MENU
back to ALL NEWS

UPDATE: Tencent Acquires Leyou Technologies For Around $1.4B

WRITTEN BY | 28 Aug 2020
UPDATE: Tencent Acquires Leyou Technologies For Around $1.4B
M&A

💵 Acquisition

  • Chinese gaming giant Tencent (SEHK: 700) through its wholly-owned subsidiary Image Frame Investment acquires Hong Kong-based game developer and distributor Leyou Technologies (HKG: 01089) for the consideration of around $1.4B.

    • The maximum cash consideration accounts for approximately HK$11,607m (or ~$1.498B) with equity value of HK$10,249m (~1.322B)

- **Object pointing dataset rows**:
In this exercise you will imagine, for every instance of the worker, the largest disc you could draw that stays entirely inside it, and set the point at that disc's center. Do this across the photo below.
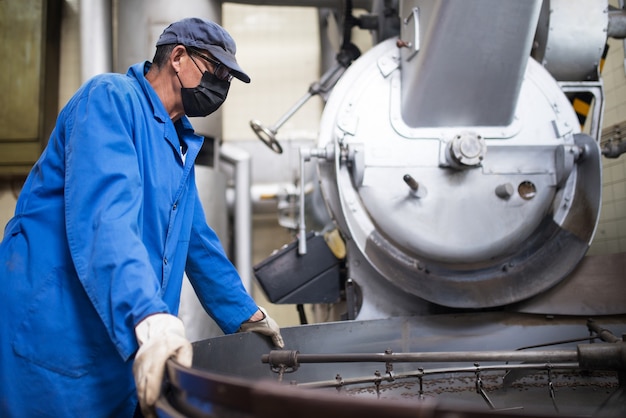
(107, 222)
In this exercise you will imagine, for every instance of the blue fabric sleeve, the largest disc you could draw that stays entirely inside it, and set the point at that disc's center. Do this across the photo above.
(103, 201)
(214, 278)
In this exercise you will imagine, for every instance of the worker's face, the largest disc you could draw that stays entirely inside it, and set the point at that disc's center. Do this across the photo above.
(211, 84)
(210, 64)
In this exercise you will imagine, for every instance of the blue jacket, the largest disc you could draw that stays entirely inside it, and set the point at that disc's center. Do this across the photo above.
(107, 222)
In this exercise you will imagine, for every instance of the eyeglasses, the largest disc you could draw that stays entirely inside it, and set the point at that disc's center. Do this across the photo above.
(219, 70)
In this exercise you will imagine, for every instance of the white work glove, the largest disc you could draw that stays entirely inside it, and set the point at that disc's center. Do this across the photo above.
(266, 326)
(160, 336)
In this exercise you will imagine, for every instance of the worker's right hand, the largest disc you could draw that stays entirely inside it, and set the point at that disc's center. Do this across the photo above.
(160, 336)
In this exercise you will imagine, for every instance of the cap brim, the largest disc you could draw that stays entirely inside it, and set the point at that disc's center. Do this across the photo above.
(229, 61)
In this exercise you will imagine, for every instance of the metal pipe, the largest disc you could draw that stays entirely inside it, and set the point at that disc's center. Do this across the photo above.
(95, 38)
(283, 357)
(617, 24)
(444, 370)
(241, 161)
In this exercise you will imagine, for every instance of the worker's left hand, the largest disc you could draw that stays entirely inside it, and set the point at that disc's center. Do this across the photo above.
(266, 326)
(160, 336)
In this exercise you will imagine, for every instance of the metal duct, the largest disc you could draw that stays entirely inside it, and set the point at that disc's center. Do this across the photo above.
(95, 38)
(460, 74)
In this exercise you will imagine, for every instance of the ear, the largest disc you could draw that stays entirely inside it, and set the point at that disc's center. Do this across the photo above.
(177, 53)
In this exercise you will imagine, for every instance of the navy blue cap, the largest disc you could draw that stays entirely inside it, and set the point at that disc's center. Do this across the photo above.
(204, 34)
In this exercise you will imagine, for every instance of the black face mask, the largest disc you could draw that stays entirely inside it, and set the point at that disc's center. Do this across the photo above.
(206, 98)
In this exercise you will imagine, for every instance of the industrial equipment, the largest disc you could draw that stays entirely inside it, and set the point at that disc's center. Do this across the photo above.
(464, 194)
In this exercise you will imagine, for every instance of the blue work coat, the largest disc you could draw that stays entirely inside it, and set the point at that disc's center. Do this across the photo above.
(107, 222)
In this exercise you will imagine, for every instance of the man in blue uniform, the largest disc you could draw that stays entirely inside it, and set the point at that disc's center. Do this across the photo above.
(108, 220)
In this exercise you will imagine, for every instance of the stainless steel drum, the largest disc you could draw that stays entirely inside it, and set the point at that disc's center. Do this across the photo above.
(502, 365)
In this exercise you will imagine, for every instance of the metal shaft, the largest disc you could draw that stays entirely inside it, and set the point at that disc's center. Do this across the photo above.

- **TASK REQUIREMENTS**:
1. Answer these questions from the Tencent acquisition news item:
(a) Through which wholly-owned subsidiary does Tencent make the acquisition?
(b) On what date was the item written?
(c) What is the maximum cash consideration in Hong Kong dollars?
2. Please reproduce the lines of the listing, starting at the line that contains "of the stainless" and ending at the end of the listing.

- **RESPONSES BY TASK**:
1.
(a) Image Frame Investment
(b) 28 Aug 2020
(c) Approximately HK$11,607m

2.
In this exercise you will imagine, for every instance of the stainless steel drum, the largest disc you could draw that stays entirely inside it, and set the point at that disc's center. Do this across the photo above.
(502, 365)
In this exercise you will imagine, for every instance of the metal shaft, the largest disc you could draw that stays entirely inside it, and set the point at that disc's center. Do this across the photo above.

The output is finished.